Rows from a pointing dataset
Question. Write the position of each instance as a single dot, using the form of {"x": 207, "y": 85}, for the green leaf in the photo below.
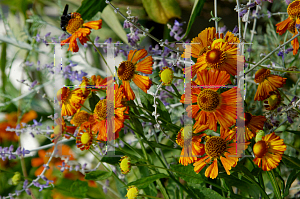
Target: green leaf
{"x": 110, "y": 18}
{"x": 291, "y": 162}
{"x": 162, "y": 111}
{"x": 146, "y": 181}
{"x": 150, "y": 190}
{"x": 292, "y": 177}
{"x": 207, "y": 193}
{"x": 176, "y": 91}
{"x": 89, "y": 8}
{"x": 93, "y": 100}
{"x": 161, "y": 11}
{"x": 197, "y": 8}
{"x": 98, "y": 175}
{"x": 79, "y": 188}
{"x": 136, "y": 124}
{"x": 188, "y": 174}
{"x": 243, "y": 184}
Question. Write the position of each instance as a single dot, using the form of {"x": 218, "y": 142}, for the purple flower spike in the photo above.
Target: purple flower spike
{"x": 235, "y": 30}
{"x": 28, "y": 192}
{"x": 290, "y": 120}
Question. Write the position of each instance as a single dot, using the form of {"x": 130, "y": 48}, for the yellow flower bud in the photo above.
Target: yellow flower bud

## [EXERCISE DETAILS]
Rewrite all of the records above, replacing "single dot" with "single point" and keeping everything else the same. Omit the pictures from your answer.

## [EXERCISE OUTPUT]
Question. Write the position of each instance as a single point, using the form of {"x": 207, "y": 85}, for the green leaf in the photo below.
Target: green leaf
{"x": 110, "y": 18}
{"x": 291, "y": 162}
{"x": 162, "y": 111}
{"x": 146, "y": 181}
{"x": 150, "y": 190}
{"x": 292, "y": 177}
{"x": 207, "y": 193}
{"x": 176, "y": 91}
{"x": 89, "y": 8}
{"x": 93, "y": 100}
{"x": 161, "y": 11}
{"x": 197, "y": 8}
{"x": 98, "y": 175}
{"x": 79, "y": 188}
{"x": 136, "y": 124}
{"x": 188, "y": 174}
{"x": 243, "y": 184}
Question. Write the position of each instance as a single point, using the form of {"x": 218, "y": 142}, for the purple flower spike in the photo above.
Target: purple flower spike
{"x": 235, "y": 30}
{"x": 28, "y": 192}
{"x": 290, "y": 120}
Question. Write the position of each instance as a single point, using the form of {"x": 130, "y": 48}, for the yellow flower bud in the photo above.
Target: yellow flower bud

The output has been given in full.